■ **Petunjuk Kerja**:
[1] Salin bagian kutipan tentang rasionalisme kritis dari "Dengan ketidaksetujuannya terhadap" sampai "disebut rasionalisme kritis.".
[2] Jawablah pertanyaan berikut berdasarkan kutipan tentang rasionalisme kritis.
(a) Apa sebutan bagi aliran yang dipelopori oleh Popper?
(b) Prinsip apa saja yang dikemukakan Popper untuk menerangkan esensi aliran tersebut?
(c) Dari pernyataan apa cara berpikir induktif berangkat?
[3] Lanjutkan kutipan tentang rasionalisme kritis mulai setelah kalimat terakhirnya.

■ **Kutipan Pilihan**:
※

Dengan ketidaksetujuannya terhadap gagasan dasar Lingkaran Wina tersebut, Popper kemudian kembali menghidupkan aliran rasionalisme, yakni aliran yang mendasarkan penemuan ilmunya pada ratio atau akal budi manusia. Bedanya dengan aliran resionalisme yang sesungguhnya bahwa Popper mengkondisikan ilmu pengetahuan masih terbuka terhadap kritik, masih dapat dibuktikan salah (falsifikasi). Di sinilah letak damarkasi ilmu pengetahuan. Inilah yang menjadi dasar mengapa aliran yang dipelopori oleh Popper ini disebut rasionalisme kritis.
Ketidaksetujuannya terhadap gagasan dan cara kerja positivisme logis, mendorong Popper mengemukan beberapa prinsip dalam menerangkan esensi dari rasionalisme kritis. Prinsip-prinsip tersebut antara lain adalah Kritik terhadap Induktivisme, Falsifikasi, Trial and Error dan Corroborated. Masing-masing prinsip ini akan diuraikan sebagai berirkut:
1.      Induktivisme
Ilmu pengetahuan empiris yang dihasilkan oleh cara kerja positivisme logis menggunakan cara berpikir induktif. Cara berpikir seperti ini berangkat dari ‘singular statement’ sebagai hasil dari observasi pengalaman,  menuju ’universal statement’ yang berupa hipotesis atau teori.

※

■ **Cuplikan Data**:
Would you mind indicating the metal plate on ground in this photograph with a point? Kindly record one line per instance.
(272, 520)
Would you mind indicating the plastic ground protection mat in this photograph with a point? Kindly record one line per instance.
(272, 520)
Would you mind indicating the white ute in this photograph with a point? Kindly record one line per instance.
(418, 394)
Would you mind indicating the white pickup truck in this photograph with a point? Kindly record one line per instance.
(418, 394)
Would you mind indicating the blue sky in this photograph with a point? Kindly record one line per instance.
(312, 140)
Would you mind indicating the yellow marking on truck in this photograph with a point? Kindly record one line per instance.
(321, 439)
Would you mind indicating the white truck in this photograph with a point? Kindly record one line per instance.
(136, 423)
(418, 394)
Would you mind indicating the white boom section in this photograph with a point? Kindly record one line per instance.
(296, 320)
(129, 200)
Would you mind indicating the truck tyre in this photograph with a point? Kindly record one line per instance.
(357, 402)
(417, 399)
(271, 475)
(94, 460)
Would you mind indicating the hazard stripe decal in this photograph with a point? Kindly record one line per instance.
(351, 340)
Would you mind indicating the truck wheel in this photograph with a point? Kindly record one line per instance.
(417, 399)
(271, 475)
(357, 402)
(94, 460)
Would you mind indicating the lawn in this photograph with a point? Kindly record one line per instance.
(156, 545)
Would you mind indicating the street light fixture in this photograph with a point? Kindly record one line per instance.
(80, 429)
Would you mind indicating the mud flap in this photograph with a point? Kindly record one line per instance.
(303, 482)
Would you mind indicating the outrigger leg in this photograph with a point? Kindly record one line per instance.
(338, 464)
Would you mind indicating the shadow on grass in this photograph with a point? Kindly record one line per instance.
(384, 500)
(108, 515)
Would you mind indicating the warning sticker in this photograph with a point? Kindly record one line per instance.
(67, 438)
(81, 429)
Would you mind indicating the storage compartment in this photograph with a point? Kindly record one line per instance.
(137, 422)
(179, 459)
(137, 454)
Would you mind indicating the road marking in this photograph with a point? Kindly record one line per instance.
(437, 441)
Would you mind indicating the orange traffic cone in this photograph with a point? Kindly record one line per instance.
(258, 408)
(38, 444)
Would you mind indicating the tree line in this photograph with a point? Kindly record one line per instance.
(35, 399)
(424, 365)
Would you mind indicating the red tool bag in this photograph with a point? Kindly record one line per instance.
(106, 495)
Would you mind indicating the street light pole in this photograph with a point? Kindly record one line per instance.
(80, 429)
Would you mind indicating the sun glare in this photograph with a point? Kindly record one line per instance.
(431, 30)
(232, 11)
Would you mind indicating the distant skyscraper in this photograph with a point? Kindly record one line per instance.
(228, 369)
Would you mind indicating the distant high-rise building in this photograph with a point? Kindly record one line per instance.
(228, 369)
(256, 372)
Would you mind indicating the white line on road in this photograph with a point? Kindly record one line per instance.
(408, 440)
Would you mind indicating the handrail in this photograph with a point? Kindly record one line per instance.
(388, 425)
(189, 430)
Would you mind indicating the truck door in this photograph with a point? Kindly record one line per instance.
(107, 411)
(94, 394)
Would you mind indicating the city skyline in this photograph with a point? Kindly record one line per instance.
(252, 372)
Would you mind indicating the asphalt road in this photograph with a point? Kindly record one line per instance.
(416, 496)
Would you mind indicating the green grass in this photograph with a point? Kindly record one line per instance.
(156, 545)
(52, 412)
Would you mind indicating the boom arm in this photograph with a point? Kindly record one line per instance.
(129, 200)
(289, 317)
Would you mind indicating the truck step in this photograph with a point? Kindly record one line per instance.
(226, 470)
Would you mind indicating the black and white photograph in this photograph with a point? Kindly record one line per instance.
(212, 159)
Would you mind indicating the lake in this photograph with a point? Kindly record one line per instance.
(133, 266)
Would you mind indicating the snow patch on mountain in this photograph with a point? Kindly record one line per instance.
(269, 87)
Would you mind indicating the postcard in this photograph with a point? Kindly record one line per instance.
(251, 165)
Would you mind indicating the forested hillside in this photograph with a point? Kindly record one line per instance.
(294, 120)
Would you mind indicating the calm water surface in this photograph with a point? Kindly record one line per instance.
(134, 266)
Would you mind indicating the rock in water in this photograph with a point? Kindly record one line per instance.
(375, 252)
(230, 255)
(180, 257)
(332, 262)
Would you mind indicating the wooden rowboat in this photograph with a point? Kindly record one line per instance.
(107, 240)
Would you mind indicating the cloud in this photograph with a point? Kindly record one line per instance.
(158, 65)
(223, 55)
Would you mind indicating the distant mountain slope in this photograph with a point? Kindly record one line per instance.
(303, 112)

※

■ **Jawaban**:
[1]
Dengan ketidaksetujuannya terhadap gagasan dasar Lingkaran Wina tersebut, Popper kemudian kembali menghidupkan aliran rasionalisme, yakni aliran yang mendasarkan penemuan ilmunya pada ratio atau akal budi manusia. Bedanya dengan aliran resionalisme yang sesungguhnya bahwa Popper mengkondisikan ilmu pengetahuan masih terbuka terhadap kritik, masih dapat dibuktikan salah (falsifikasi). Di sinilah letak damarkasi ilmu pengetahuan. Inilah yang menjadi dasar mengapa aliran yang dipelopori oleh Popper ini disebut rasionalisme kritis.

[2]
(a) Aliran itu disebut rasionalisme kritis.
(b) Prinsip-prinsipnya adalah Kritik terhadap Induktivisme, Falsifikasi, Trial and Error, dan Corroborated.
(c) Cara berpikir induktif berangkat dari ‘singular statement’ sebagai hasil dari observasi pengalaman.

[3]
Menurut klaim dari positivisme logis, metode induktif merupakan logika dalam menemukan ilmu pengetahuan (the logic of scientific discovery). Dalam kenyataannya, siklus positivisme logis dengan metode induktifnya seperti di atas telah berhasil menambah hasanah ilmu pengetahuan.
Popper melihat adanya kelemahan dalam metode induktif di atas. Menurut argumentasinya, metode induktif tidak dapat dipergunakan untuk menyusun universal statement, karena hakekatnya yang selalu berangkat dari singular statement hasil observasi pengalaman empiris.


2.      Falsifikasi
Pernyataan dan teori yang diperoleh melalui empiris atau positivisme logis pada akhirnya mutlak harus disimpulkan apakah pernyataan dan teori tersebut benar atau salah. Artinya, pernyataan dan teori tersebut harus memiliki kesimpulan akhir (conclusively decidable atau conclusive verification). Kalau pernyataan dan teori tersebut tidak dapat mencapai tahap ini, maka keduanya tidak berarti sama sekali.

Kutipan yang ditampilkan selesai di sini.